**Collected data entries**.
***
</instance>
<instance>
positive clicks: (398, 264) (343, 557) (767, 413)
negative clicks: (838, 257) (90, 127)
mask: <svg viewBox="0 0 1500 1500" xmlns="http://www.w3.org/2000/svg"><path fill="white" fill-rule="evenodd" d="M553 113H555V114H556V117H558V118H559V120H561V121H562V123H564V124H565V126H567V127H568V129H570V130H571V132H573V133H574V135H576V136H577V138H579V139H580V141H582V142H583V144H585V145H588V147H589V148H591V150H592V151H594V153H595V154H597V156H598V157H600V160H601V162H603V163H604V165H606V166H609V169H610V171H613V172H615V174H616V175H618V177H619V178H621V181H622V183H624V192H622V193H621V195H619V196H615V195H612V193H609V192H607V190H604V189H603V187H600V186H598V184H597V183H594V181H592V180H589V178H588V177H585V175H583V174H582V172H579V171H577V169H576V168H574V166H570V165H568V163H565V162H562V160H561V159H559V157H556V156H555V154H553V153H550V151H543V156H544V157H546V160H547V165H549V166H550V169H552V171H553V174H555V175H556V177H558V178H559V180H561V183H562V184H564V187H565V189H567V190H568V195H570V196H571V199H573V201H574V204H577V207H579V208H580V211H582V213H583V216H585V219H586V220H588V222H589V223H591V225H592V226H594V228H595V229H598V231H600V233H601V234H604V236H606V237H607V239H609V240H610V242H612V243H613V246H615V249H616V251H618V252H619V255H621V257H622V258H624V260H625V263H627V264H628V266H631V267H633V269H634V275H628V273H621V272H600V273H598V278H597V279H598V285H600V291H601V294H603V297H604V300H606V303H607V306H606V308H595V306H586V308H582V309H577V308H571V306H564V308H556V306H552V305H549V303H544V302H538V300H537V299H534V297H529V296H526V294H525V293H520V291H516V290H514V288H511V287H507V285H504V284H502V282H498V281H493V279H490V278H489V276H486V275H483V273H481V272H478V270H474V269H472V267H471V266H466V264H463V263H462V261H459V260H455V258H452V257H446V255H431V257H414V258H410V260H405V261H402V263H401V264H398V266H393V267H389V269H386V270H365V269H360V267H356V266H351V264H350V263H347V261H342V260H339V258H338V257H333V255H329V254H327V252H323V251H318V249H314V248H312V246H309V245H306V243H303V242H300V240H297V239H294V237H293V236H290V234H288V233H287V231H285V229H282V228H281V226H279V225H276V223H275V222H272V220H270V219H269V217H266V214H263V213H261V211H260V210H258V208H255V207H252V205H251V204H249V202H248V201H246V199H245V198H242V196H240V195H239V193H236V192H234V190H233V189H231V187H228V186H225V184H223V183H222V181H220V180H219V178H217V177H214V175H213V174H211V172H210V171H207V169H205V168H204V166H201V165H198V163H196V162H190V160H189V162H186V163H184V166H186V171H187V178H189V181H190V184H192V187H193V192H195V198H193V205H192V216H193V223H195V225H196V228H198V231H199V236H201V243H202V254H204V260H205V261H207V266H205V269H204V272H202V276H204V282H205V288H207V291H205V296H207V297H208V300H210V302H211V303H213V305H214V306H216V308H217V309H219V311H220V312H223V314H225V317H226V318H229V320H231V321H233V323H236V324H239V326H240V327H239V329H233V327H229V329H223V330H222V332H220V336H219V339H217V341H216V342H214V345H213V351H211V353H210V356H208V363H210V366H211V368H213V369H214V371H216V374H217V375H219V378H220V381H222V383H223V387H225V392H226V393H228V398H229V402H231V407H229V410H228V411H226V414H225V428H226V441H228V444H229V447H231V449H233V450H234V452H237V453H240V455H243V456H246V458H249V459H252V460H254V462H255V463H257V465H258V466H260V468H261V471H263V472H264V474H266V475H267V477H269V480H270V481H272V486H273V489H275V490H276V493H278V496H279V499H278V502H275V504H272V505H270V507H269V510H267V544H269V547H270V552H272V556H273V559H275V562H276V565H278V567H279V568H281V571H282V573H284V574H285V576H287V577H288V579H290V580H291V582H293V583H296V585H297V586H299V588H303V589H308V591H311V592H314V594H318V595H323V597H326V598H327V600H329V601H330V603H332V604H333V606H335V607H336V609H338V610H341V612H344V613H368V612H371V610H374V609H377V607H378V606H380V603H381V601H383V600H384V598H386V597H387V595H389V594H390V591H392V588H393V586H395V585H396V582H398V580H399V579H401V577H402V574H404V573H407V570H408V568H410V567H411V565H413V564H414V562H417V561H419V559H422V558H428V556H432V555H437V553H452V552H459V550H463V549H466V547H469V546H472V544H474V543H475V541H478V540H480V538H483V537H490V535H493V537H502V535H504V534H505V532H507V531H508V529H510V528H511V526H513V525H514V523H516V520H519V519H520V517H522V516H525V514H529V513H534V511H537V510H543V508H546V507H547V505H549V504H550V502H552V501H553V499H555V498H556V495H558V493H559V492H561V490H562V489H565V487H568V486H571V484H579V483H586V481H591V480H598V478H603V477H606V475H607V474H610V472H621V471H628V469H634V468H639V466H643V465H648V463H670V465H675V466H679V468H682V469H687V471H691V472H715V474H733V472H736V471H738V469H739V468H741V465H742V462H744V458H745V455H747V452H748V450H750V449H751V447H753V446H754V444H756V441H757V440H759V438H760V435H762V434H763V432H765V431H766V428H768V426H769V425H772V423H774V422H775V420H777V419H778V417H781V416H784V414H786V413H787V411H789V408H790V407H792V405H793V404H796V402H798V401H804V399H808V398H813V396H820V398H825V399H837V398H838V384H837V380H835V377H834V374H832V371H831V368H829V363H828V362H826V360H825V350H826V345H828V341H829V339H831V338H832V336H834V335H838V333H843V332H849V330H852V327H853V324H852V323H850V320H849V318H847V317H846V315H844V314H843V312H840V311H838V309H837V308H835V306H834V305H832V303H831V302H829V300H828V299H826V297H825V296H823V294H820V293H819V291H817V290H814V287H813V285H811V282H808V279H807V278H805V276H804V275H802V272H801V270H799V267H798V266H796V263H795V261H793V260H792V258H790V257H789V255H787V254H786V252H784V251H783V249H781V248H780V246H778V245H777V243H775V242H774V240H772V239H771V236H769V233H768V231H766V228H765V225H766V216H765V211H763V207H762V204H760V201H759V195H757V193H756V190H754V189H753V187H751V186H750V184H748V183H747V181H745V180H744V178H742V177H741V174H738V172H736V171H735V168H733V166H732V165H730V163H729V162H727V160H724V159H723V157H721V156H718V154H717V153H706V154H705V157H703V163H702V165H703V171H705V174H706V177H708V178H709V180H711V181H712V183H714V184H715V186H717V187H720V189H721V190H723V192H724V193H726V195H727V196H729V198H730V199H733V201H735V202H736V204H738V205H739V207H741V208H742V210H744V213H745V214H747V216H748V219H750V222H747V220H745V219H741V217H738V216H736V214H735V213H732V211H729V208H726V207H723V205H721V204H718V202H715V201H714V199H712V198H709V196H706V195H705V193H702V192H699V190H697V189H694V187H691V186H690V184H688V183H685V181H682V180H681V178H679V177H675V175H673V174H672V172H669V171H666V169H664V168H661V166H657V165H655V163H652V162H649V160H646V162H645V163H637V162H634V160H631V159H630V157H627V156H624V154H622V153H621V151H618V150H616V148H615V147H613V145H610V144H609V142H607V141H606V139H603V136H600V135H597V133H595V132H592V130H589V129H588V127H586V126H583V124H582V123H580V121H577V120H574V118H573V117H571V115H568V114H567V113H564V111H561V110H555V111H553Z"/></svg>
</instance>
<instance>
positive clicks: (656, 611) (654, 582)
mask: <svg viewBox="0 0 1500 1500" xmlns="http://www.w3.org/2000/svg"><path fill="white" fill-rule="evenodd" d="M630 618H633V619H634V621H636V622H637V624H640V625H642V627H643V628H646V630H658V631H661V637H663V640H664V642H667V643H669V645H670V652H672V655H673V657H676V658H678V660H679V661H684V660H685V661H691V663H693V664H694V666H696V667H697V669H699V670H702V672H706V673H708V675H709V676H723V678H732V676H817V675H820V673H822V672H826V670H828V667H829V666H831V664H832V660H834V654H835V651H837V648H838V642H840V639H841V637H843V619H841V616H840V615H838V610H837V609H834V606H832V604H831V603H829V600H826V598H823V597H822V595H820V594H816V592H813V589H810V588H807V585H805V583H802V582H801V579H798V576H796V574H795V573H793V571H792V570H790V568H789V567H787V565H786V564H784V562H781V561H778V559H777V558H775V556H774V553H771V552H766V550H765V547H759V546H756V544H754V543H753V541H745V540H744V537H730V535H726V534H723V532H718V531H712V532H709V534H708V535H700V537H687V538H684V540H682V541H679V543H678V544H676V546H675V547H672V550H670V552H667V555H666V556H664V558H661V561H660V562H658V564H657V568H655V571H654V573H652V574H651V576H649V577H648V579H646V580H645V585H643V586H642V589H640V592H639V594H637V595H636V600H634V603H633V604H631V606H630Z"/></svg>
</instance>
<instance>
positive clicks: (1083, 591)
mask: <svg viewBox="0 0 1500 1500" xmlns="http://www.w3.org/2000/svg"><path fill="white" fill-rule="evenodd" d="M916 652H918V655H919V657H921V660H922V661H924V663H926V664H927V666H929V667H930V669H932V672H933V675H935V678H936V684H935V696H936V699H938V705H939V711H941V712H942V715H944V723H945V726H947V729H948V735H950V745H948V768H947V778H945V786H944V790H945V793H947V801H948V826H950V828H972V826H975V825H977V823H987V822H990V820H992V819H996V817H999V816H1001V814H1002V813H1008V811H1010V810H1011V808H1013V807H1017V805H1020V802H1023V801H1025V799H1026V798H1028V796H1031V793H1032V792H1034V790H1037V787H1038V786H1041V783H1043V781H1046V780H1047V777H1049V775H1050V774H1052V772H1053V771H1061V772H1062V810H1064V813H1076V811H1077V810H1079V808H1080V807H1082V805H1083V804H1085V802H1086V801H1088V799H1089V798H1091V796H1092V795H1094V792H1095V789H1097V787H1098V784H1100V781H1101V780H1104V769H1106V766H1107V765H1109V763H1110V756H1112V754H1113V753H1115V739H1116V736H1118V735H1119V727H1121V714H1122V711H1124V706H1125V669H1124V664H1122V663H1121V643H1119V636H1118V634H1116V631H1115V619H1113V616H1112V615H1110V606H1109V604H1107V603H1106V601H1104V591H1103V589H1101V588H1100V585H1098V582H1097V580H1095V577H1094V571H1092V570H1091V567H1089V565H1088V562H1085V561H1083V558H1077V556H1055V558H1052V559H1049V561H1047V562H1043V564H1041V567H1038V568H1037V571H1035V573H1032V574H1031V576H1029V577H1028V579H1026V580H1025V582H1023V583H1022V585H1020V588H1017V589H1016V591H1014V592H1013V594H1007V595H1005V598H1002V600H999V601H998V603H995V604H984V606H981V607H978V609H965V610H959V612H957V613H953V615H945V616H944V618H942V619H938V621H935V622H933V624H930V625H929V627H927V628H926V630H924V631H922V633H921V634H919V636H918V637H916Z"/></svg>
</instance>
***
**ASSIGNMENT**. Give the stretch of the entries from their very first line through the line that contains "negative clicks: (838, 257) (90, 127)" as a JSON list of strings, one string per line, leaving out any blank lines.

**RESPONSE BOX**.
[
  "</instance>",
  "<instance>",
  "positive clicks: (398, 264) (343, 557) (767, 413)",
  "negative clicks: (838, 257) (90, 127)"
]